(Rows from a box labeling dataset)
——

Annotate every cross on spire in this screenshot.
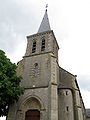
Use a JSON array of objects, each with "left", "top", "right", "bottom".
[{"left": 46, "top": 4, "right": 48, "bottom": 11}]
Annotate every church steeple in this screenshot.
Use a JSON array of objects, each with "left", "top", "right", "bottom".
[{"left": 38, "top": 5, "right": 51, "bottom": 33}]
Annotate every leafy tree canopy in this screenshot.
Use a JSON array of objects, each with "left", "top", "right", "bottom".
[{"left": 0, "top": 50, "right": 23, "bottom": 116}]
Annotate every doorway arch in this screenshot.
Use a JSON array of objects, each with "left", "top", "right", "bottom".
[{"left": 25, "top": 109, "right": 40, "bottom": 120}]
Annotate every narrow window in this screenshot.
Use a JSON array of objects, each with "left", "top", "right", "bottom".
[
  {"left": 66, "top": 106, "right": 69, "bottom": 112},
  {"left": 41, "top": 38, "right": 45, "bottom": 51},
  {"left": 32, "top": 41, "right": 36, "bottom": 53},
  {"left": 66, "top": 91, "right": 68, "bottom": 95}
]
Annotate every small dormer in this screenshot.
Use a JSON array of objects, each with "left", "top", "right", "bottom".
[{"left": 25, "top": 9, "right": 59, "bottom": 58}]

——

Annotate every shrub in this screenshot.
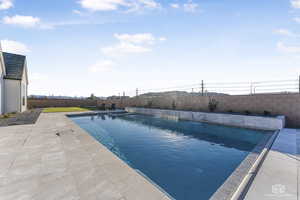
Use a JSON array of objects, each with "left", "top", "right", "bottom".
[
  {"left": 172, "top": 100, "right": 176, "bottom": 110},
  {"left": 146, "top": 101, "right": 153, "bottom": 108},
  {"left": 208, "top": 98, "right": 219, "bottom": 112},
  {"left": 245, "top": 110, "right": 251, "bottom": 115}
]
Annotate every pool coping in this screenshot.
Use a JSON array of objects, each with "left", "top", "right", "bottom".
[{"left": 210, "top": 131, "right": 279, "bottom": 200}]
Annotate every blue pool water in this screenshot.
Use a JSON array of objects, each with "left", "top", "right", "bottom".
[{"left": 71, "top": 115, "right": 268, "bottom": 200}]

——

§ **STATED EXERCISE**:
Pull out each line of the entries above that contains the word "every", and list them in the order they appear.

§ **RESPONSE**:
Annotate every cross on spire in this screenshot.
Annotate every church steeple in this screenshot.
Annotate every leafy tree canopy in this screenshot.
Annotate every doorway arch in this screenshot.
Annotate every narrow window in this screenshot.
Annotate every small dormer in this screenshot.
Annotate every shrub in this screenshot.
Annotate every pool coping in this screenshot.
Annotate every blue pool water in this screenshot.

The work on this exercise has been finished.